Source data:
-------------------------

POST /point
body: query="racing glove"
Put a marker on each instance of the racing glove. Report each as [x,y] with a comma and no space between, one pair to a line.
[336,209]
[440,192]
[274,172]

-------------------------

The request:
The listing above should be transcribed in full, exactly as written.

Task solution:
POST /point
body: query="racing glove"
Put a marker on each instance of the racing glove. Report each as [x,y] with a comma and no space between, one pair to a line.
[336,209]
[440,192]
[274,172]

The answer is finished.